- Exercise directions: Each entry below is to be transcribed exactly.

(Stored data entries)

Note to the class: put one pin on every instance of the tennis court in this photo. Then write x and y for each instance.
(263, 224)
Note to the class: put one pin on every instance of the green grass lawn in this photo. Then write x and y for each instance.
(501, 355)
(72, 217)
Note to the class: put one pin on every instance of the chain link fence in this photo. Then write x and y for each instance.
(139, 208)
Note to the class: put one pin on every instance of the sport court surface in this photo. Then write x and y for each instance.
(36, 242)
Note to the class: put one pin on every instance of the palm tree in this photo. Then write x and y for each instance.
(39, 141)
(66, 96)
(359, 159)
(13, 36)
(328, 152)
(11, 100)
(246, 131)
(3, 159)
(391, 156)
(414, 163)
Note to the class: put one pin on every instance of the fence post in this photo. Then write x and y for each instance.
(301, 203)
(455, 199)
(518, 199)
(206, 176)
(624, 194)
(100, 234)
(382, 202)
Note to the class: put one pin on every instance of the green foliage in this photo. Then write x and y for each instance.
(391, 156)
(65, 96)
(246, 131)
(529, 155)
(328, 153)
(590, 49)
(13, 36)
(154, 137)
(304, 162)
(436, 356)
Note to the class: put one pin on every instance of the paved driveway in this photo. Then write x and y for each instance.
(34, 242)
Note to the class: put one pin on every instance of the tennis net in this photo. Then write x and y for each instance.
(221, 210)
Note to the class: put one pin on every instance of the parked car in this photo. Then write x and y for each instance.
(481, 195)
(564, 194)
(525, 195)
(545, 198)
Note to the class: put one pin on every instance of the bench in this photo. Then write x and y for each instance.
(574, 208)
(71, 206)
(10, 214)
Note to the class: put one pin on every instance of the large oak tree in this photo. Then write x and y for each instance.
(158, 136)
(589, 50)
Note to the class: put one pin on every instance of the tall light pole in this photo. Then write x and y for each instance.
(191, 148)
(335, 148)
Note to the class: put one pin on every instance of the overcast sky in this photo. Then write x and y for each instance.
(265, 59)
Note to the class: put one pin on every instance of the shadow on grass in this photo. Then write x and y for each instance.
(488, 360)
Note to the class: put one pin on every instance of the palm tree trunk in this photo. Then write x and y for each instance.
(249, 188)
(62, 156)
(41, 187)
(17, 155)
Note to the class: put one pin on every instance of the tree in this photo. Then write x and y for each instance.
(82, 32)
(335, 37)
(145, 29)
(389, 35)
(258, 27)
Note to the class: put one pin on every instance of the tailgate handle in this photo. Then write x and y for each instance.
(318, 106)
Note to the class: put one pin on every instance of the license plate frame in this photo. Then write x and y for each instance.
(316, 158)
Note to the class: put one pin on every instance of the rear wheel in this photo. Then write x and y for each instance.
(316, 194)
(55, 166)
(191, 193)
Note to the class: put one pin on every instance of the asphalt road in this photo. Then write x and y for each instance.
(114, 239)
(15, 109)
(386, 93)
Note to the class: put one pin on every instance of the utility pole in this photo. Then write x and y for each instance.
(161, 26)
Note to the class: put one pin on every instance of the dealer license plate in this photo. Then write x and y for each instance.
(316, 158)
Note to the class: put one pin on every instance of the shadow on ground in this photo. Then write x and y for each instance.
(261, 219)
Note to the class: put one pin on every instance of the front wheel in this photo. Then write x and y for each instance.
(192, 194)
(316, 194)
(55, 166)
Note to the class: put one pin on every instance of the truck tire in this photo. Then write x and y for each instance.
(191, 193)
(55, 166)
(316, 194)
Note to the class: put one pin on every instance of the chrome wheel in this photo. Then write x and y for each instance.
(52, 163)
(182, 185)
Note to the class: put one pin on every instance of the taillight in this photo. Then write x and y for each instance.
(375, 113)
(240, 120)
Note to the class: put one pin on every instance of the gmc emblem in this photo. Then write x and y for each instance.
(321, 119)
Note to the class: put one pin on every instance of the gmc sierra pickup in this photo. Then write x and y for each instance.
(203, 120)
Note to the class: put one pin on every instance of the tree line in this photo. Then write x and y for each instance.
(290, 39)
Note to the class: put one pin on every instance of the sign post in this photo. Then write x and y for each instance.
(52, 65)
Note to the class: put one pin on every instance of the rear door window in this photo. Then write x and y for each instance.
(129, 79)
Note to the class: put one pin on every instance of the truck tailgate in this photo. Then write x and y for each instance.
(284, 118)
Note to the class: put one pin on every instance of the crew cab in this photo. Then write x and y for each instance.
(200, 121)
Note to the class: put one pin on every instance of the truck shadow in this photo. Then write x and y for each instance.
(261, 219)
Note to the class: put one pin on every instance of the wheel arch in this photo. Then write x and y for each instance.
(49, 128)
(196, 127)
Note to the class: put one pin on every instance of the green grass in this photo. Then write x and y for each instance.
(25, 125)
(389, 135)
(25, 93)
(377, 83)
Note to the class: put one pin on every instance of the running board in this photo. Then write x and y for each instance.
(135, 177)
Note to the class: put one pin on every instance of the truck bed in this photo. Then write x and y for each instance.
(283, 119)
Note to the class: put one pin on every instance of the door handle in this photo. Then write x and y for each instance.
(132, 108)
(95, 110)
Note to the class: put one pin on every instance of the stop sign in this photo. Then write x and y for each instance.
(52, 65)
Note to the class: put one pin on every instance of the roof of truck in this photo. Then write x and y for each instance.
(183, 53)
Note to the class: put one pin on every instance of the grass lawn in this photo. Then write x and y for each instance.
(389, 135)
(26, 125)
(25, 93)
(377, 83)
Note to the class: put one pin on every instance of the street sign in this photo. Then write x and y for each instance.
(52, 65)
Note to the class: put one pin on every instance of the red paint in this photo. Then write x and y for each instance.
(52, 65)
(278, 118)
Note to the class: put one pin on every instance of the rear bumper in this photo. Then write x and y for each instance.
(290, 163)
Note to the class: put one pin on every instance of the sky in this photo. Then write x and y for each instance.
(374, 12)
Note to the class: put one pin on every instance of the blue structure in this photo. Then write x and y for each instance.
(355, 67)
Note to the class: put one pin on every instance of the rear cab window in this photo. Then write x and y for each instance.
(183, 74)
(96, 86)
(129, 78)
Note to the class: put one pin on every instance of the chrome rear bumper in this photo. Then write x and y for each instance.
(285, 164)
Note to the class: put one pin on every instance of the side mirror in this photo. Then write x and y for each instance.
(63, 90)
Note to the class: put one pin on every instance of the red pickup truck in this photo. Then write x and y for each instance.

- Written reply:
Note to the class: put one pin on every instance of the tennis court in this photo. Then write x and y for each instance.
(263, 224)
Note to the class: put one pin on every instance of the green grass lawn in this photo. Then write x and y for each instance.
(501, 355)
(72, 217)
Note to the class: put one pin on every instance of the chain link fence in this photo. Then write x and y for each instance.
(139, 208)
Note to the class: put one pin on every instance of the sport court surface in this photo. Then write x and y for each instance.
(36, 242)
Note to the class: put one pin on every instance of the palm tree in this photo. Then write x and y for each instance.
(39, 141)
(66, 96)
(359, 159)
(13, 36)
(328, 152)
(11, 100)
(246, 131)
(3, 159)
(391, 156)
(414, 163)
Note to the class: put one pin on every instance of the fence post in this photo. Then write x and y for each instance.
(301, 203)
(455, 199)
(518, 199)
(206, 176)
(624, 194)
(100, 234)
(382, 202)
Note to the class: put one pin on every instance of the green foliage in this photo. Then write x and y for each instance.
(391, 156)
(65, 96)
(246, 131)
(529, 155)
(328, 153)
(590, 49)
(13, 36)
(154, 137)
(304, 162)
(436, 356)
Note to the class: put one pin on every instance of the paved driveway in this photo. Then write x and y for each instance.
(34, 242)
Note to the class: put one pin on every instance of the tennis net in this photo. Then write x and y for each instance.
(221, 210)
Note to the class: put one pin on every instance of the parked car in this photo. Then write x and y for each instance.
(481, 195)
(564, 194)
(525, 195)
(545, 198)
Note to the class: put one pin on every instance of the bench in this photo. Then write x and y for each instance.
(574, 208)
(71, 206)
(10, 214)
Note to the class: put one pin on every instance of the large oak tree in this photo. Then write x and y for each instance.
(158, 136)
(589, 50)
Note to the class: put one pin on every instance of the tall light pole in this photo. Then write x and y for each instance.
(191, 148)
(335, 148)
Note to the class: put one pin on every instance of the overcast sky in this photo. Then write x and y for each instance.
(265, 59)
Note to the class: put one pin on every instance of the shadow on grass in this photo. Then write x and y for each instance.
(488, 360)
Note to the class: put one pin on every instance of the palm tree trunk in this photo. Then write x and y for each instance.
(249, 188)
(62, 156)
(41, 187)
(17, 155)
Note to the class: put one pin on every instance of the tree in this photo. Then write x and y for each instance.
(82, 32)
(335, 37)
(145, 29)
(389, 35)
(258, 27)
Note to the class: put one pin on every instance of the tailgate handle in this photo. Then write x and y for each instance.
(318, 106)
Note to the class: put one pin on every instance of the license plate frame in this photo. Then write x and y for each instance.
(316, 158)
Note to the class: put one pin on every instance of the rear wheel in this photo. Then write x and y for each instance.
(316, 194)
(55, 166)
(191, 193)
Note to the class: put one pin on every instance of the asphalt road in this photo. Then write x and y for each instance.
(114, 239)
(15, 109)
(386, 93)
Note to the class: put one pin on every instance of the utility pole in this photo. Then write x and y for each instance.
(161, 26)
Note to the class: put one pin on every instance of the dealer license plate in this photo. Then write x and y for each instance.
(316, 158)
Note to the class: put one pin on every instance of the shadow on ground in this photo. Then write x and y for each instance.
(261, 219)
Note to the class: put one pin on every instance of the front wheel in this photo. Then write x and y for each instance.
(192, 194)
(316, 194)
(55, 166)
Note to the class: put one pin on every instance of the truck tire in this photo. Then write x and y for each instance.
(191, 193)
(55, 166)
(316, 194)
Note to the class: put one pin on every instance of the chrome wheel in this photo. Then write x and y for each instance.
(52, 163)
(182, 185)
Note to the class: put one pin on every instance of the taillight in this photo. Then write x and y for each instance.
(375, 113)
(240, 120)
Note to the class: put one pin on every instance of the gmc emblem in this photo. Then write x and y for each instance.
(321, 119)
Note to the class: put one pin on every instance of the gmc sierra pickup in this photo. Then write x and y for each instance.
(203, 120)
Note to the class: put one pin on every instance of the tree line in this photo. Then write x and y for each instance.
(290, 39)
Note to the class: put one pin on every instance of the sign post in this photo. Then write x and y for each instance.
(52, 65)
Note to the class: put one pin on every instance of the rear door window in this photo. Then write x and y for each instance.
(129, 79)
Note to the class: put one pin on every instance of the truck tailgate in this photo. Then write x and y for each instance.
(284, 118)
Note to the class: put one pin on every instance of the crew cab in this photo. Then write x and y for each instance.
(200, 121)
Note to the class: put one pin on every instance of the truck shadow in this photo. Then write x and y for each instance.
(261, 219)
Note to the class: put one pin on every instance of the wheel arch in this photo. Then write x and y for each instance.
(49, 128)
(196, 127)
Note to the class: put one pin on every instance of the green grass in this photo. Then write x and y for each instance.
(25, 125)
(389, 135)
(25, 93)
(377, 83)
Note to the class: put one pin on every instance of the running board in this photo. Then write x and y for each instance.
(135, 177)
Note to the class: put one pin on every instance of the truck bed in this photo. Then write x and y for each instance.
(283, 119)
Note to the class: put one pin on every instance of the door handle in this photo. Then write x and y for each instance.
(132, 108)
(95, 110)
Note to the class: put one pin on every instance of the stop sign in this photo. Then write x and y for each instance.
(52, 65)
Note to the class: put one pin on every instance of the roof of truck in this photo. Then write x and y for each instance.
(183, 53)
Note to the class: put one pin on every instance of the grass lawn in this photo. Then write x and y for each instance.
(389, 135)
(26, 125)
(25, 93)
(377, 83)
Note to the class: put one pin on every instance of the street sign in this photo. Then write x and y for each instance.
(52, 65)
Note to the class: put one pin on every instance of the red paint in this photo. Then write x and y for each instance.
(52, 65)
(278, 118)
Note to the class: put one pin on every instance of the rear bumper in this photo. Then write x and y for each instance.
(290, 163)
Note to the class: put one pin on every instance of the sky in this photo. Then write x and y for each instance.
(374, 12)
Note to the class: put one pin on every instance of the blue structure in this photo. Then write x and y for each instance.
(355, 67)
Note to the class: put one pin on every instance of the rear cab window in this photo. Then write x and y for each instance.
(183, 74)
(96, 86)
(129, 78)
Note to the class: put one pin on every instance of the chrome rear bumper in this photo. Then write x and y for each instance.
(285, 164)
Note to the class: put one pin on every instance of the side mirror in this photo. Then write x and y for each instance.
(63, 90)
Note to the class: put one pin on every instance of the red pickup truck in this photo. Then write x and y for each instance.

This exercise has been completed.